BEGIN Document text

I don’t like Mother’s Day never have. I was in New York once for Mother’s Day, I went to a church service where some Mom’s got up and actually spoke of banning Mother’s Day. I mean we all love Mother’s but the Day? The day sucks! (Forgive the language Mom!) It is supposed to be a day that honors us for all we do right? But how do those of us who don’t have kids feel? How about those of us who do have kid’s who forget feel? I say we be kind to Mother’s everywhere every day! That is my soap box and I am sticking to it.
Now before you think I am too negative, this year I had decided to plan for MOther’s Day. I got up early Saturday morning to see my husband off to a volunteer fire fighter mock service project, and quickly up made Sunday brunch, dinner — easy souffle and crockpot roast — and put it in the refrigerator. I baked up two batches of cupcakes — banana and chocolate — as gifts for grandma and other Mother friends (I had sent the cards earlier this week and even bought one for the kid’s to give me) and for Sunday dessert. I did all that and it was still early!
The little kid’s were still in bed, Maddy was still in Florida on vacation with her friend’s family . . . I was tired,feeling sorry for myself, it had been a long couple of weeks. Perhaps I could just crawl back into bed, sleep in, take some time for me? It was Mother’s Day weekend after all . . . surely I could get away with it? After that I would have a fun day, maybe go garage sale-ing, hunt through my favorite bookstore, give myself a manicure. This would be the greatest Mother’s Day ever. I was ready for it! I was positive I had anticipated everything!
What always happens when you decide to take ME time?
Just as I snuggled into the covers my Dad came in with my little brother Charlie’s 10-month old baby, Olivia. Charles was at work and his wife was very ill with the flu. Could I take the baby?

END Document text
BEGIN Listed entries

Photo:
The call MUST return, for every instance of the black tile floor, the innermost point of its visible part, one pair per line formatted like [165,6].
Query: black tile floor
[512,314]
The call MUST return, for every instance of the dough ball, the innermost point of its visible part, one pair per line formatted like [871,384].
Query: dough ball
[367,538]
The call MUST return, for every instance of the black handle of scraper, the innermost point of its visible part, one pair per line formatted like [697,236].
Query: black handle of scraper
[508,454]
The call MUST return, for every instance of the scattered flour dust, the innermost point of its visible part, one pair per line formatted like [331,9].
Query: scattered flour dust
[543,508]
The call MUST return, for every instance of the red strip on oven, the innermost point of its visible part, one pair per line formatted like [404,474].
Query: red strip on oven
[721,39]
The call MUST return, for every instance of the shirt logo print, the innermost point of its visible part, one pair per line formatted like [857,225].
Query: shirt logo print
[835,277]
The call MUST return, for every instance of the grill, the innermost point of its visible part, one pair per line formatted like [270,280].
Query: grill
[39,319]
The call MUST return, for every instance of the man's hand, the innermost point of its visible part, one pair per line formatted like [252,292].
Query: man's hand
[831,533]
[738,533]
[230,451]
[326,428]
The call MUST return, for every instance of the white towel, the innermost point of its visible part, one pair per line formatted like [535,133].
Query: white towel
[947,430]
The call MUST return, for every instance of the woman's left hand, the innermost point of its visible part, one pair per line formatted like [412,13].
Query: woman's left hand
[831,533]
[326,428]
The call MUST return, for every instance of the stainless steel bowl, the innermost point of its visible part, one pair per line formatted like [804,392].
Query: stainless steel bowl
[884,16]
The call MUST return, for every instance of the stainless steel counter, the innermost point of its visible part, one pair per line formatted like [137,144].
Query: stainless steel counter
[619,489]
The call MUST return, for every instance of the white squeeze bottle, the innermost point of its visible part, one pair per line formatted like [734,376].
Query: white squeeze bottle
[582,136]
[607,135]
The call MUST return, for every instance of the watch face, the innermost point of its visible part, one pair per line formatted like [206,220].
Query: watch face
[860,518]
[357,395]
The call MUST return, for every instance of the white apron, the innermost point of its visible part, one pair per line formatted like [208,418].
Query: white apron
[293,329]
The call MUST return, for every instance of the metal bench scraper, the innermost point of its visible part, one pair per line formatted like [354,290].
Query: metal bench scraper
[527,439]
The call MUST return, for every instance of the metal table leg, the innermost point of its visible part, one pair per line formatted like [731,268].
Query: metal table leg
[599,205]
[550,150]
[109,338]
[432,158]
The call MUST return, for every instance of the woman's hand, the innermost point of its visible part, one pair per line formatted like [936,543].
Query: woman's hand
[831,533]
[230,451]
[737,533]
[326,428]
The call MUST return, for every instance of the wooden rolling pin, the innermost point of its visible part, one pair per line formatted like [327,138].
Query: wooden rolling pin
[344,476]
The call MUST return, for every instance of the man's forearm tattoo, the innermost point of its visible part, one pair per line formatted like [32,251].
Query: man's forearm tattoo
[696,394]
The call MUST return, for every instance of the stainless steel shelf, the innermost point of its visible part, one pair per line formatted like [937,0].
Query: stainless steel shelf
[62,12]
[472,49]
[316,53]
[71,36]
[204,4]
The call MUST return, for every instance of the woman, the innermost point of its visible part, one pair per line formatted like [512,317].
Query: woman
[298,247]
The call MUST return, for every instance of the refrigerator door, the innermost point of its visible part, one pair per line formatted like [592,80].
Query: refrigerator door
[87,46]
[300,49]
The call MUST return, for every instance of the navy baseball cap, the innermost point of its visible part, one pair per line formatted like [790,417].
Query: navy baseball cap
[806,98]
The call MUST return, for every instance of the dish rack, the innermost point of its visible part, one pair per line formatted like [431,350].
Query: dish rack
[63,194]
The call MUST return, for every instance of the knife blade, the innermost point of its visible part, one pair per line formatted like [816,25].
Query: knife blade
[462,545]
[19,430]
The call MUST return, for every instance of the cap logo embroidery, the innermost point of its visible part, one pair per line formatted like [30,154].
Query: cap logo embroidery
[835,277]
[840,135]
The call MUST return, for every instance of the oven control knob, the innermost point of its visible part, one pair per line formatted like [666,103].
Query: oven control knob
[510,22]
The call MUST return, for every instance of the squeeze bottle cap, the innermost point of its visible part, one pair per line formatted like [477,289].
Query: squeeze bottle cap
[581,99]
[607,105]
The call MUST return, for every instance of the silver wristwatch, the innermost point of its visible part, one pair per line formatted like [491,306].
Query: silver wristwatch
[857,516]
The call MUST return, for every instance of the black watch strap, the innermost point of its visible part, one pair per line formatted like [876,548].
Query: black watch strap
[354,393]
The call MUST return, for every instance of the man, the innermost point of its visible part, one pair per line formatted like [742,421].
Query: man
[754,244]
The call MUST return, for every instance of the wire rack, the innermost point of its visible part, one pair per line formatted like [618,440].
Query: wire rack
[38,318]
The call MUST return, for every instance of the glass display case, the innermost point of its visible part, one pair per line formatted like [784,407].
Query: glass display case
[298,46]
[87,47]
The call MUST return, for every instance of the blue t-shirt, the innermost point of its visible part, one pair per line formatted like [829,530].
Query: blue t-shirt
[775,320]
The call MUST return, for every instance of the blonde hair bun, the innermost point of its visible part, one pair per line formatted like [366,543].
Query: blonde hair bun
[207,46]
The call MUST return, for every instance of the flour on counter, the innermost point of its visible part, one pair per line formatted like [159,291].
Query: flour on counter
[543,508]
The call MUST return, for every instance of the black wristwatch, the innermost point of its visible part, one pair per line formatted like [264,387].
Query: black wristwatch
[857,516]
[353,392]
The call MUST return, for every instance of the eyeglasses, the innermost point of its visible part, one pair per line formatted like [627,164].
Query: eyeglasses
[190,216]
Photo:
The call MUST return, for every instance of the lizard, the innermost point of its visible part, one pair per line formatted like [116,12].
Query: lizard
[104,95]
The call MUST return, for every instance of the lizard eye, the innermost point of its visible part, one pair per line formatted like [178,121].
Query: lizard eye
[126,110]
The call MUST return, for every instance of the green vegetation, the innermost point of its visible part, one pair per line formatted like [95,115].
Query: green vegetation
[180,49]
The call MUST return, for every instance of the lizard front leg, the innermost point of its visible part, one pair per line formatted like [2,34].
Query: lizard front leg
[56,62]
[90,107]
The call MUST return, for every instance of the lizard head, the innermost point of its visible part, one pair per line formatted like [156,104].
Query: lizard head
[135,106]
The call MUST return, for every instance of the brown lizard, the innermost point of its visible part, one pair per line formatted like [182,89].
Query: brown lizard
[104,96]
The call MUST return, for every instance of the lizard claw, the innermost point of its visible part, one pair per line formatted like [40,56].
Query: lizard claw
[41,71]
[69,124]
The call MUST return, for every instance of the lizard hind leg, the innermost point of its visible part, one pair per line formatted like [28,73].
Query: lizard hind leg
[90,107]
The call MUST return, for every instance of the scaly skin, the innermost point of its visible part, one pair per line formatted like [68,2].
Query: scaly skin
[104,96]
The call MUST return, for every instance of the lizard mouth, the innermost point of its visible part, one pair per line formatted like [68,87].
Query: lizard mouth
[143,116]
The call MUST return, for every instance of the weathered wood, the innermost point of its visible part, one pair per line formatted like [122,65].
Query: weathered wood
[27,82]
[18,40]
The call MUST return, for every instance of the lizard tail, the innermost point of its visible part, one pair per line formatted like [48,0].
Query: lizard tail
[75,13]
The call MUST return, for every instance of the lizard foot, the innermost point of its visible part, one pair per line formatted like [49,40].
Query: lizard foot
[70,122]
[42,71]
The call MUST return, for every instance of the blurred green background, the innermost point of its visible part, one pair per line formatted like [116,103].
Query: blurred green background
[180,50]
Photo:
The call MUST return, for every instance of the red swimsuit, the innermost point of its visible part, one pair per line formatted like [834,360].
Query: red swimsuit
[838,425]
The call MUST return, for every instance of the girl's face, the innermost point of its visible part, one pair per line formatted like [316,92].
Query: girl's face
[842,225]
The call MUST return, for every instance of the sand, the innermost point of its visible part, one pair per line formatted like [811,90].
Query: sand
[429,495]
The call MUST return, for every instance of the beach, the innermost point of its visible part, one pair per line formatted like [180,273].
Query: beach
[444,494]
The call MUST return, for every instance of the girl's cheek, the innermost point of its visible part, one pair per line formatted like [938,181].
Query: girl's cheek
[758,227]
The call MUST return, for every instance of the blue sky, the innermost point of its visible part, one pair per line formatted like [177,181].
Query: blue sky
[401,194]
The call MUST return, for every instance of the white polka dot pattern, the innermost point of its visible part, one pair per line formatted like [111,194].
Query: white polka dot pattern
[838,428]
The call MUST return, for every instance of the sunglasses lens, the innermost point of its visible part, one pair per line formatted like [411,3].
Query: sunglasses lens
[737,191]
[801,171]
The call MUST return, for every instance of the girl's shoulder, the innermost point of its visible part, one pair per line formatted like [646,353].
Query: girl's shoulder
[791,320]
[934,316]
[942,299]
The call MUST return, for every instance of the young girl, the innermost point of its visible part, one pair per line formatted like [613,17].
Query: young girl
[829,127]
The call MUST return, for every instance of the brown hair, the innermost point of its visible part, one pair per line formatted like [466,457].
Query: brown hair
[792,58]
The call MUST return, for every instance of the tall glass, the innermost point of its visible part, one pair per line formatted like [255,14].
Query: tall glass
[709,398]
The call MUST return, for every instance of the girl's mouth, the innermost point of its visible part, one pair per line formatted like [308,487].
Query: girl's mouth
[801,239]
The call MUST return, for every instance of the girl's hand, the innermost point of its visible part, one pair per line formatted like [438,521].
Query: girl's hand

END Listed entries

> Aim of the exercise
Carry on the Mother's Day essay from its final sentence.

> Your response
My 9-year old son came in and reminded me I promised to let him wash the dogs. So I held the baby got the first dog (have you seen our dogs?) into the shower with my son and then the baby throw up.
That’s how it all started! Saturday I cleaned up 6 throw ups and washed 3 dogs with my son, and laundered countless towels and sheets. Then McKall, my 12-year old got that look, flushed cheeks, stomach pains. McKall threw up, Olivia threw up, then one of the dogs threw up. Then the other dog ate that and the sniffed around McKall. What is it with dog’s and vomit?
Soon I had bowls lined up in front of each of them in various stages of illness. They would throw up, I would get rid of the vomit, wash the bowls, sanitize them and then exchange them for another bowl. Mother’s Day came and went . . . those who were well ate the meals I made . . . ate the cupcakes . . . most of them I put in the freezer for school lunches. Celebration? brunch? I didn’t even get to go to church! What I did do was clean up vomit!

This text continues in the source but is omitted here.